PROBLEM TO SOLVE
Write out all of the items below again, swapping "planogram checker" for "layout validator" wherever it appears. Leave every other character unchanged.

ROWS

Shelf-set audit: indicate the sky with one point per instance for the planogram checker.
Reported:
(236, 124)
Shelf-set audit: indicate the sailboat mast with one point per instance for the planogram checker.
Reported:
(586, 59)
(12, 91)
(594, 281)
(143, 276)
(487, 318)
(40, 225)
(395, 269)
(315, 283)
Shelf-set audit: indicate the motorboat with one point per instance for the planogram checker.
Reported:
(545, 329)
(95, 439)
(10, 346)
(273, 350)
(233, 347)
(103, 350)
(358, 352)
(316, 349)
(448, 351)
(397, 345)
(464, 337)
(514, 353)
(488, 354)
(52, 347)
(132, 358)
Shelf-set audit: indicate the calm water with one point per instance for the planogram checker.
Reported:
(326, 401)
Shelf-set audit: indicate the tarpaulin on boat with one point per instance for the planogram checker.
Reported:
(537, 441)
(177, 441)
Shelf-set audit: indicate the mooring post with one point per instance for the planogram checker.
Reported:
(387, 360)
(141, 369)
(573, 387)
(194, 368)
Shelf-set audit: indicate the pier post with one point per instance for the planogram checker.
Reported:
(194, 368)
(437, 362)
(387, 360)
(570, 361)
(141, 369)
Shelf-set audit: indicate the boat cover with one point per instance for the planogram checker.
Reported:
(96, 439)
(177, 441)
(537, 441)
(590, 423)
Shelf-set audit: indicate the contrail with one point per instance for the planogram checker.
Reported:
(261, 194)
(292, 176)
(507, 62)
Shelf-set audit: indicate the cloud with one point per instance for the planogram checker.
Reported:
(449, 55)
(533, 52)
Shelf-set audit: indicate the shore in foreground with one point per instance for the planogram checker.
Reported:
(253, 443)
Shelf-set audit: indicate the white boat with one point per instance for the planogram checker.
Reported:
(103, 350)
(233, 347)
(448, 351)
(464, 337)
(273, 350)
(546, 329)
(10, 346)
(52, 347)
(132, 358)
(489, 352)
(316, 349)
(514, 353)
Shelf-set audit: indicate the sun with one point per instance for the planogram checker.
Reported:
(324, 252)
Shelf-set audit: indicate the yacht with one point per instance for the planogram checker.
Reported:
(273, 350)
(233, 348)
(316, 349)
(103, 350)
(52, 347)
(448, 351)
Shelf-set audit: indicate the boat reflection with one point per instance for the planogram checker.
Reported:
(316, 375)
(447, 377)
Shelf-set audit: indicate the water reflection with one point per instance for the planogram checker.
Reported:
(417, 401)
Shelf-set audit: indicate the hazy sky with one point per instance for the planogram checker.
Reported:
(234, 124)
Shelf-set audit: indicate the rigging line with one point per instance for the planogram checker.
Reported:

WRITTEN ANSWER
Shelf-set audit: indicate the sky with one point per instance for the layout validator.
Reported:
(236, 124)
Shelf-set audit: indicate the sailboat mast with one point per instance for the layout validator.
Reported:
(586, 59)
(12, 91)
(594, 281)
(143, 276)
(487, 318)
(40, 225)
(395, 269)
(315, 283)
Shelf-set audit: indicate the motorboat with one point per instance for the layout validator.
Reported:
(545, 329)
(95, 439)
(10, 346)
(273, 350)
(233, 347)
(103, 350)
(358, 352)
(316, 349)
(448, 351)
(397, 345)
(464, 337)
(514, 353)
(488, 354)
(52, 347)
(132, 358)
Shelf-set audit: indicate the calm water with one point per instance for the layout validator.
Reported:
(326, 401)
Shelf-set audit: indicate the tarpaulin on boat with one point per instance for the layout validator.
Reported:
(537, 441)
(177, 441)
Shelf-set audit: indicate the mooring post with one point per instance for the layout validator.
Reported:
(387, 360)
(141, 369)
(573, 387)
(194, 368)
Shelf-set audit: indicate the pier post with one point per instance for the layout validator.
Reported:
(194, 368)
(437, 362)
(387, 360)
(570, 361)
(141, 369)
Shelf-set audit: indicate the boat cover with one point per instance for the layout validator.
Reported:
(96, 439)
(177, 441)
(537, 441)
(590, 423)
Shelf-set audit: indicate the contrail with one point per instance for the layout validator.
Reported:
(261, 194)
(292, 176)
(507, 62)
Shelf-set audit: indicate the cloud with one point per instance for the layout validator.
Reported:
(449, 55)
(533, 52)
Shelf-set audit: indicate the shore in foreground with one point per instance for the layout validator.
Reported:
(253, 443)
Shelf-set audit: indicate the white boat with one point per instance for the layout validator.
Reported:
(103, 350)
(233, 347)
(448, 351)
(464, 337)
(273, 350)
(546, 329)
(10, 346)
(52, 347)
(132, 358)
(489, 352)
(316, 349)
(514, 353)
Shelf-set audit: indicate the sun with one point per instance for the layout validator.
Reported:
(324, 252)
Shelf-set audit: indicate the yacht with one point per instance for the layout validator.
Reported:
(273, 350)
(233, 348)
(316, 349)
(103, 350)
(52, 347)
(448, 351)
Shelf-set audit: indicate the boat reflection with one point per instance for the layout validator.
Reported:
(316, 375)
(447, 377)
Shelf-set audit: indicate the water reflection with one point per instance for the layout validator.
Reported:
(417, 401)
Shelf-set audit: indicate the hazy sky with one point per instance for the layout validator.
Reported:
(234, 124)
Shelf-set audit: indicate the rigging line with one point per instance for the layout validator.
Reported:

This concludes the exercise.